BEGIN SOURCE PASSAGE

Wednesday 25 May 2016

I am calling it: Pregnancy sucks!


I am more than 7 months into the pregnancy now, and have come to a conclusion: Pregnancy sucks.

I had hoped the problems I have would fade away after the first 3 months, as the literature, doctors, and everyone else seems to promise, but they didn't. True, I don't faint as much anymore, but I still choke for air after a few steps or a few minutes of standing, sometimes so badly that I have to lie down to get my breathing under control again. They've done tests upon tests, but couldn't find any reason and assume that's just a pregnancy symptom gone worse in my case. So even getting home up the stairs to the second floor is nearly impossible to accomplish and I need to take breaks every few steps.

They tell you a lot of things about pregnancy: What a miracle it is to create new life, how happy you must be to be expecting, that you will glow and get energy boosts, and just simply how excited you must be now. What they don't tell you is how hard it is. How terrible you feel at first, and not just for 3 months, when the baby sucks everything out of you. How "morning sickness" is the misnomer of the millennium, as it has nothing to do with mornings, you feel sick ALL THE TIME. The glow and energy boost is still keeping me waiting, instead my skin is drier than ever and psoriasis is sprouting all over. And instead of extra energy I dose off every few hours from exhaustion. 
 
The worst I experience, though, is this expectation by society that now you have to be happy and excited. I am too exhausted to be either. On the contrary, I struggle very much with not just losing control over my body, feeling exhausted and unwell almost the entire time, and no matter which way I turn I cannot get comfortable, but also as a consequence losing control over my life, social and professional. Having to be somewhere on time, already a struggle in London with transport here being what it is, is even more of an uphill struggle when I can walk only at half the normal speed and need to sit down for a breath every couple of minutes. Going places where I can't have a seat are out, as after a few minutes of standing I will be out of breath and feel faint. Staying out with friends is a very limited experience, as exhaustion will set in after an hour or two, which means I can't continue a conversation and really just want to lie down, or else feel increasingly unwell. Plus, I can manage an evening out maybe once or twice a week, after which I will be too exhausted again for a few days to manage much of anything. The life I used to have is gone, and the simplest things I took for granted are not possible anymore and turn everything upside down.

END SOURCE PASSAGE
BEGIN SUPPLIED INFORMATION

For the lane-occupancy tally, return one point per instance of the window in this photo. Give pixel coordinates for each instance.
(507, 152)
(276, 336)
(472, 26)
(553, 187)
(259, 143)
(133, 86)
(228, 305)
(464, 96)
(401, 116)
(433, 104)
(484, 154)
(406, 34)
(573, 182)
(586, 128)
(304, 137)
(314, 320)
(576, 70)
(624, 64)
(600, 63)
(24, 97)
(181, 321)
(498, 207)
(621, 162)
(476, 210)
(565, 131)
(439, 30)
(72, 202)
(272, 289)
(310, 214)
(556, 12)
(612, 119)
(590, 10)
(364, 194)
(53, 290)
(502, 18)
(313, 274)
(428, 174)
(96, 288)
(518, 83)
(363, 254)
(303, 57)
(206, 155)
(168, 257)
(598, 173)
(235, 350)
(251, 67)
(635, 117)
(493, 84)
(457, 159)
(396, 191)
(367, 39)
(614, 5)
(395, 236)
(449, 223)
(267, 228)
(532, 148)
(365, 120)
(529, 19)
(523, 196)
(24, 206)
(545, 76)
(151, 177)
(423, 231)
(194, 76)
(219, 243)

END SUPPLIED INFORMATION

*AIM OF THE EXERCISE*: Rewrite the part of the pregnancy post that opens with the words "I am more than" and closes with "every few steps.", putting "third floor" in place of "second floor". Work from the pregnancy post alone.

*EXERCISE OUTPUT*:
I am more than 7 months into the pregnancy now, and have come to a conclusion: Pregnancy sucks.

I had hoped the problems I have would fade away after the first 3 months, as the literature, doctors, and everyone else seems to promise, but they didn't. True, I don't faint as much anymore, but I still choke for air after a few steps or a few minutes of standing, sometimes so badly that I have to lie down to get my breathing under control again. They've done tests upon tests, but couldn't find any reason and assume that's just a pregnancy symptom gone worse in my case. So even getting home up the stairs to the third floor is nearly impossible to accomplish and I need to take breaks every few steps.